PROBLEM TO WORK ON: Repeat the listing that follows character for character, omitting images.
======
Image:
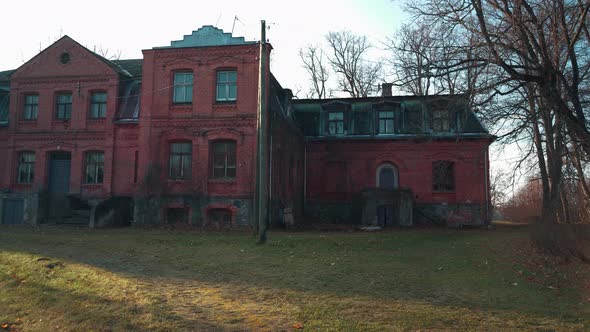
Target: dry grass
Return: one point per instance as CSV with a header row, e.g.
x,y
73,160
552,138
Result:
x,y
132,279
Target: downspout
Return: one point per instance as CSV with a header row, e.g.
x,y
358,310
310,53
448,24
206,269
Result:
x,y
269,204
487,187
304,176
======
ANSWER TO THE EXERCISE:
Image:
Target: dry grass
Return: one point per instance as CSV with a header row, e.g.
x,y
73,160
552,138
Result:
x,y
132,279
Target: downspout
Return: one point per instance as CSV with a header row, e.g.
x,y
358,310
310,53
448,24
206,269
Result:
x,y
269,204
487,187
304,176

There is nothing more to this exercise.